### BEREITGESTELLTER TEXT:
==========

Begriffsbestimmung: Die Dassonville-Formel
Die Dassonville-Formel ist eine grundlegende und prägende Rechtsfigur im Bereich des europäischen Binnenmarktrechts. Sie wurde 1974 vom Gerichtshof der Europäischen Gemeinschaften (heute: Gerichtshof der Europäischen Union, abgekürzt EuGH) im Urteil „Procureur du Roi gegen Benoît und Gustave Dassonville“ (Rs. 8/74) entwickelt. Die Formel legt den Maßstab für die Bestimmung sogenannter Maßnahmen gleicher Wirkung wie mengenmäßige Beschränkungen im Warenverkehr zwischen Mitgliedstaaten der Europäischen Union fest. Sie stellt damit eine der tragenden Säulen der Umsetzung und Sicherung des freien Warenverkehrs im Binnenmarkt gemäß Art. 34 und Art. 35 des Vertrags über die Arbeitsweise der Europäischen Union (AEUV) dar.
Historischer Hintergrund und Entwicklung
Entstehung im Dassonville-Urteil
Im Fall Dassonville ging es um die Einfuhr von schottischem Whisky aus Frankreich nach Belgien, wobei eine belgische Vorschrift den Nachweis einer Ursprungsbescheinigung forderte. Die Vorlage ohne die entsprechende Bescheinigung wurde als Verstoß gegen die mengenmäßigen Beschränkungen im Sinne des damaligen Art. 30 EWG (heute Art. 34 AEUV) beanstandet. Der EuGH entschied, dass jede Handelsregelung der Mitgliedstaaten, die geeignet ist, den innergemeinschaftlichen Handel unmittelbar oder mittelbar, tatsächlich oder potentiell zu behindern, als Maßnahme gleicher Wirkung wie eine mengenmäßige Beschränkung anzusehen ist.

==========

### EINTRÄGE:
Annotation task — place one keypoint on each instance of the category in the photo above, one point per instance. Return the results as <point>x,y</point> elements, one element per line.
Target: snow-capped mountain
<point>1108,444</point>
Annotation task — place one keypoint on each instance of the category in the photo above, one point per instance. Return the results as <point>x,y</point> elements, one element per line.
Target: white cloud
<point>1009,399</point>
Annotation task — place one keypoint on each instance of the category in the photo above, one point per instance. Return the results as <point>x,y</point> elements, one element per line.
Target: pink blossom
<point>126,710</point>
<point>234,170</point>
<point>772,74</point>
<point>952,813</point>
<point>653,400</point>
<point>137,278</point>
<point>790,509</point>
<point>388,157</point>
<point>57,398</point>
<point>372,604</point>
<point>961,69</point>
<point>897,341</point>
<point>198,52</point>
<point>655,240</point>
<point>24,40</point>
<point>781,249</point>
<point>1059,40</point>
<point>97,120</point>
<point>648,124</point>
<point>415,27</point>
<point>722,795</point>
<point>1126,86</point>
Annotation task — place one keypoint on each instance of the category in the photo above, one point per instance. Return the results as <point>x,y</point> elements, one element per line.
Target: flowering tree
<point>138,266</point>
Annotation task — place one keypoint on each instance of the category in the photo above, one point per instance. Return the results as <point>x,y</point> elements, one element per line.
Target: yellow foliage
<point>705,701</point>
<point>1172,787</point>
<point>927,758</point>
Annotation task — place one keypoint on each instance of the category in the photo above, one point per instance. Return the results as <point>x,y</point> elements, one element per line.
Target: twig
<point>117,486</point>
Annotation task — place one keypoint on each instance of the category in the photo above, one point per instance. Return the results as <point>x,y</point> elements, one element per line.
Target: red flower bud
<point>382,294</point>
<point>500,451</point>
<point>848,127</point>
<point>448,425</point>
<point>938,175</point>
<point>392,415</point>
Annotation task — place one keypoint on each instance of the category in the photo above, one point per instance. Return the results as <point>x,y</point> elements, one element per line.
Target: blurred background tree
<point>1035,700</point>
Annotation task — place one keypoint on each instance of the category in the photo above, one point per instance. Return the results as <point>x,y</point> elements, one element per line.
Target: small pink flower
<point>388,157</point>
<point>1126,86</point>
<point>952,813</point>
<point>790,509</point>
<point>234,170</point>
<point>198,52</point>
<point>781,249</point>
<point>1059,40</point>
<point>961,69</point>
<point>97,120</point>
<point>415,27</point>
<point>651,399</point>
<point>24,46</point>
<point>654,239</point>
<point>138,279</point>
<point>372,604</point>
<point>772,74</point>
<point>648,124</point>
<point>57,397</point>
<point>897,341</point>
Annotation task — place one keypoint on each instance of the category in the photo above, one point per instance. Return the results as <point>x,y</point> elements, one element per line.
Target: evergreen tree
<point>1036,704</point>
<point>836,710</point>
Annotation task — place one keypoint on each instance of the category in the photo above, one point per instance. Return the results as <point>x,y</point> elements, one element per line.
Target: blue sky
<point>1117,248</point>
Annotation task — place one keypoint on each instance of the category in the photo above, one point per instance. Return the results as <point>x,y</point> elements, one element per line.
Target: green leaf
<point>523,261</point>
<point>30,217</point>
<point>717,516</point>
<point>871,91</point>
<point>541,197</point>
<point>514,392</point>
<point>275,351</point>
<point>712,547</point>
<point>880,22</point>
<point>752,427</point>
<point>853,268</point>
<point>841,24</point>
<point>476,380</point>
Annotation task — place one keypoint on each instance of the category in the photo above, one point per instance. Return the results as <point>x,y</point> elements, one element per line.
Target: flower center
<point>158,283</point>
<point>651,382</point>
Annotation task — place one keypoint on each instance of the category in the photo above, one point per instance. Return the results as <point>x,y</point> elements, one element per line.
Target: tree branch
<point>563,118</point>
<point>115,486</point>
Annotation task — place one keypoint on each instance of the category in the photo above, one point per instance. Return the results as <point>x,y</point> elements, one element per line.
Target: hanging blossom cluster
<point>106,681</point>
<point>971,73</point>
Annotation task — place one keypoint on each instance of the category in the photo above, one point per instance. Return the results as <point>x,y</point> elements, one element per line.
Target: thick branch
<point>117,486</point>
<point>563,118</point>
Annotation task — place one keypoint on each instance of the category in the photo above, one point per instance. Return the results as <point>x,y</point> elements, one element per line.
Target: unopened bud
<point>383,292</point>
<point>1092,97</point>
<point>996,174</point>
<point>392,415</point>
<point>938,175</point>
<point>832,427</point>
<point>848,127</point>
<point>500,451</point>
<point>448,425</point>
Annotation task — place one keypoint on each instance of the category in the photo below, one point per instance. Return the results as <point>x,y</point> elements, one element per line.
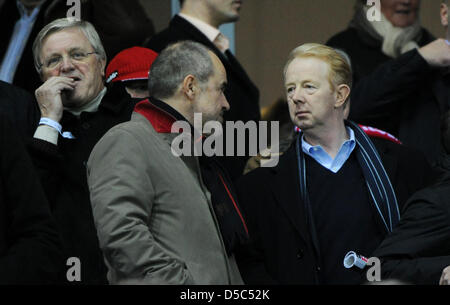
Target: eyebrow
<point>70,50</point>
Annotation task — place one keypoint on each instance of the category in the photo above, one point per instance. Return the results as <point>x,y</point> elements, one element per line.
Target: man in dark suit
<point>20,107</point>
<point>419,248</point>
<point>333,191</point>
<point>105,15</point>
<point>76,111</point>
<point>199,21</point>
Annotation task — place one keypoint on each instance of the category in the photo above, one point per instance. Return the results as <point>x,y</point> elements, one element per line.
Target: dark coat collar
<point>286,184</point>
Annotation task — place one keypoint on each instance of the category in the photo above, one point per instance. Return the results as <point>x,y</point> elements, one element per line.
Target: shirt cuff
<point>47,133</point>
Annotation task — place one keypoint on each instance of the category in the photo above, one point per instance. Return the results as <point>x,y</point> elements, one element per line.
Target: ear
<point>342,93</point>
<point>103,67</point>
<point>444,14</point>
<point>189,88</point>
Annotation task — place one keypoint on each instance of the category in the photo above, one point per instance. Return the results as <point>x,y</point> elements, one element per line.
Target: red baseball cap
<point>130,64</point>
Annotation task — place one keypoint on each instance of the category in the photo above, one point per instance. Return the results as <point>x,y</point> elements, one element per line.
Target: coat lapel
<point>285,188</point>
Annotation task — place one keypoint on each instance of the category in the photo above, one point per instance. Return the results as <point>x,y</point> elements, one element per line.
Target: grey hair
<point>176,62</point>
<point>67,23</point>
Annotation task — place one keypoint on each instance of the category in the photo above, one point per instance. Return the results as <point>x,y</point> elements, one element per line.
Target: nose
<point>67,65</point>
<point>225,104</point>
<point>297,96</point>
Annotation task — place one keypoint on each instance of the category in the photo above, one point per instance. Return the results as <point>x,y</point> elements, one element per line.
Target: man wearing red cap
<point>130,67</point>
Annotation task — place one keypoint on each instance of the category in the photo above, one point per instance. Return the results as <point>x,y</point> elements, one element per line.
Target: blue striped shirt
<point>324,159</point>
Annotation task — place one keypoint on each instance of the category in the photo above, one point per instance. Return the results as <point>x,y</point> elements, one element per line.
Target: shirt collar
<point>207,30</point>
<point>324,159</point>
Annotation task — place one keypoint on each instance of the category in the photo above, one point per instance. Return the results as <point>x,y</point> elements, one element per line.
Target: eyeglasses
<point>75,57</point>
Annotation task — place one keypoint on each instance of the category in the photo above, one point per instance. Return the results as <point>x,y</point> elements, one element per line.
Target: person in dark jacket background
<point>401,77</point>
<point>30,249</point>
<point>419,248</point>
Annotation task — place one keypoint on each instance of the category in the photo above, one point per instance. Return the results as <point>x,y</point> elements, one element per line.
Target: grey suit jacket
<point>153,215</point>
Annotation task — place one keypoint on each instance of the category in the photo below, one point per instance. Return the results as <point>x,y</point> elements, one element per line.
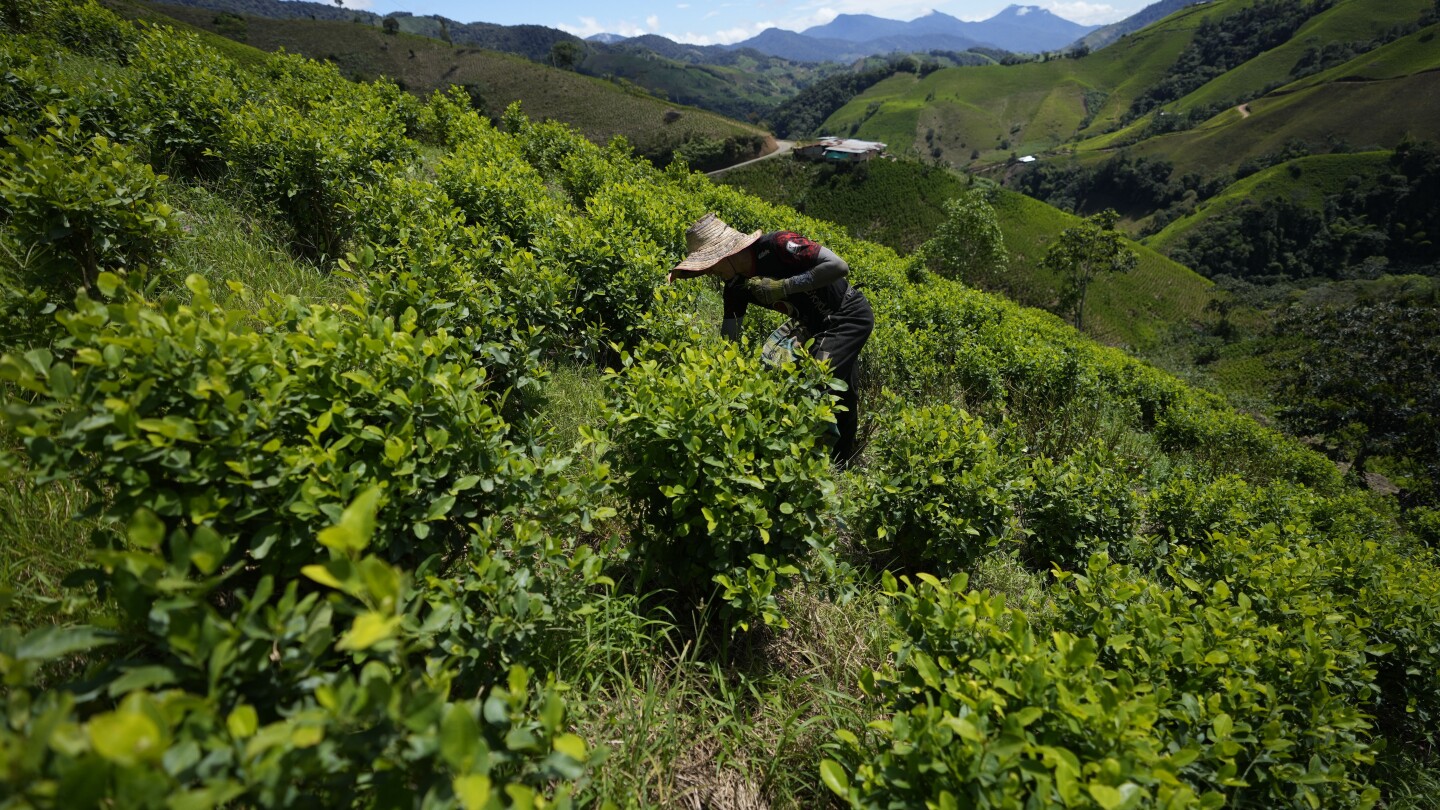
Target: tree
<point>968,245</point>
<point>566,54</point>
<point>1083,252</point>
<point>1367,379</point>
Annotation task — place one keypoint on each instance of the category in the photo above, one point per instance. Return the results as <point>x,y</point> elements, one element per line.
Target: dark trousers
<point>840,342</point>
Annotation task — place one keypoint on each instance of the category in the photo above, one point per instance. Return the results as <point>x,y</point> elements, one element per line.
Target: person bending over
<point>798,277</point>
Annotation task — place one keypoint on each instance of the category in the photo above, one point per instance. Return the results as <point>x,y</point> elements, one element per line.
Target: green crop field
<point>899,203</point>
<point>982,117</point>
<point>1345,22</point>
<point>595,107</point>
<point>359,451</point>
<point>1305,180</point>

==========

### ZIEL DER AUFGABE:
Welche Ware wurde laut dem Text zur Dassonville-Formel im Fall Dassonville eingeführt, und zwar von wo nach wo? Die Einträge spielen hierfür keine Rolle.

### ANTWORT ZUR AUFGABE:
Schottischer Whisky wurde aus Frankreich nach Belgien eingeführt.